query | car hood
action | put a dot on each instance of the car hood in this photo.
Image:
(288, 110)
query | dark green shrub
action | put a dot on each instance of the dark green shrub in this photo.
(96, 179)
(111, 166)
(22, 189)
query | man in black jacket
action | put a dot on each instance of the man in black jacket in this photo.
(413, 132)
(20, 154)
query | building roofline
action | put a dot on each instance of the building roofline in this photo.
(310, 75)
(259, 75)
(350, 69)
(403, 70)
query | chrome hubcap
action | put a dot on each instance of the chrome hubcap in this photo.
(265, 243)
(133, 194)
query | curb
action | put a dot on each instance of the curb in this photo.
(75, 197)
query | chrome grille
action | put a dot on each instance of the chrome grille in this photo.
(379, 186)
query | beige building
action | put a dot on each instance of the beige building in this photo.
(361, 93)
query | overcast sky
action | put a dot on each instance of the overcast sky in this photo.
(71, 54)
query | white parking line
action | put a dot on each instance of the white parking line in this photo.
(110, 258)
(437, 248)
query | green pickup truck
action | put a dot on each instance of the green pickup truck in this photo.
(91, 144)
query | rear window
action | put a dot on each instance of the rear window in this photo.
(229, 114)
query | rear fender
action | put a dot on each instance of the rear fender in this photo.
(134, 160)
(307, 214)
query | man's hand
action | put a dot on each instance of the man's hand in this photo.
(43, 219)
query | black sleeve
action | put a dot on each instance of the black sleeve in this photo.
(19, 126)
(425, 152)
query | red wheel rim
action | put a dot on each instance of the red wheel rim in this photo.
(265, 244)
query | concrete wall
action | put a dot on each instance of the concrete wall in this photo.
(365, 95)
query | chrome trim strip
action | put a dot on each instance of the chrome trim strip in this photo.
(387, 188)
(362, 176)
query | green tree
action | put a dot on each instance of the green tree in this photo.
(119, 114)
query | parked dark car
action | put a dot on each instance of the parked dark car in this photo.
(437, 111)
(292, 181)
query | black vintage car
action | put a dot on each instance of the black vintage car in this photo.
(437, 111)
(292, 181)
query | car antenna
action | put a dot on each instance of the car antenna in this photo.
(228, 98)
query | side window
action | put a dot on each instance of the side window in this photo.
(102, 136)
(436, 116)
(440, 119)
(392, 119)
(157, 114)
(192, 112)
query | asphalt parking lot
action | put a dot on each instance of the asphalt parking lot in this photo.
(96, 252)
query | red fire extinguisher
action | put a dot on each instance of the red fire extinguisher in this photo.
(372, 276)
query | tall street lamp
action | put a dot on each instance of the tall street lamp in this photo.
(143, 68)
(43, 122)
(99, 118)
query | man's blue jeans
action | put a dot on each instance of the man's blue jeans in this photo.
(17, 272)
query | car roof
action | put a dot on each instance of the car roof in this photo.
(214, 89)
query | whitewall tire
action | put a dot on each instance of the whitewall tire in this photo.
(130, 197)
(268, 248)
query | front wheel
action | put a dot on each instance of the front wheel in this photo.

□ □ □ □ □

# [DIRECTIONS FOR THIS TASK]
Would you reproduce the full listing without changing a single word?

# [TASK ANSWER]
query | car hood
action | put a dot on each instance of the car hood in this photo.
Image:
(288, 110)
query | dark green shrub
action | put a dot on each instance of the dark green shrub in this photo.
(96, 179)
(111, 166)
(22, 189)
query | man in black jacket
action | put a dot on each instance of the man in black jacket in this photo.
(413, 132)
(20, 154)
query | building roofline
action | put a dot on each instance of the building roofline in this photo.
(310, 75)
(259, 75)
(350, 69)
(403, 70)
query | chrome hubcap
action | put a dot on each instance of the chrome hubcap in this photo.
(265, 243)
(133, 194)
query | curb
action | put a dot on each instance of the curb in this photo.
(75, 197)
query | chrome grille
action | put a dot on each instance of the chrome grille in this photo.
(379, 186)
query | beige building
action | put a dot on each instance of the beige building in this photo.
(361, 93)
query | overcast sky
action | put a dot on each instance of the overcast sky in this photo.
(71, 54)
query | white parking line
action | put a dot on each instance of the white parking line in this photo.
(110, 258)
(437, 248)
query | green pickup truck
action | put a dot on each instance of the green pickup truck in this photo.
(91, 144)
query | rear window
action | put a dot on each instance of the rear window in this photo.
(229, 114)
query | rear fender
action | put a dot on each instance of the rear fender in this photo.
(134, 160)
(307, 214)
query | man's hand
action | put a dot on each instance of the man's hand in this photo.
(43, 219)
query | black sleeve
action | put a dot on each instance of the black sleeve in this photo.
(19, 126)
(425, 152)
query | red wheel rim
action | put a dot on each instance of the red wheel rim in this photo.
(265, 244)
query | concrete wall
action | put a dot on each instance of the concrete wall in this photo.
(365, 95)
query | chrome trim strip
action | put a dot on each instance of the chrome trim strip in this photo.
(387, 188)
(362, 176)
query | green tree
action | put a dot on each instance of the green tree in this photo.
(119, 114)
query | parked dark car
action | put a dot on each instance of the parked dark car in this photo.
(437, 111)
(292, 181)
query | black vintage car
action | put a dot on each instance of the black vintage car in this photo.
(437, 111)
(292, 181)
query | car antenna
action | put a dot on each instance of the car antenna in this photo.
(228, 98)
query | side window
action | put a dot on each instance of the side window in this photo.
(102, 136)
(436, 116)
(440, 119)
(392, 119)
(157, 114)
(192, 112)
query | asphalt parking lot
action | put a dot on each instance of the asphalt parking lot in this photo.
(96, 252)
query | red fire extinguisher
action | put a dot on each instance of the red fire extinguisher in this photo.
(372, 276)
query | tall street lamp
action | put a dot on each instance of the tall street lamp in this photo.
(143, 68)
(43, 122)
(99, 118)
query | man's blue jeans
action | put a dot on each instance of the man's blue jeans in this photo.
(17, 272)
query | car roof
action | put a dot on each instance of the car roof in this photo.
(214, 89)
query | whitewall tire
action | put a dot on each instance of the whitewall tire in this photo.
(130, 197)
(268, 248)
query | front wheel
action | put a dot on each instance of the front wheel in this photo.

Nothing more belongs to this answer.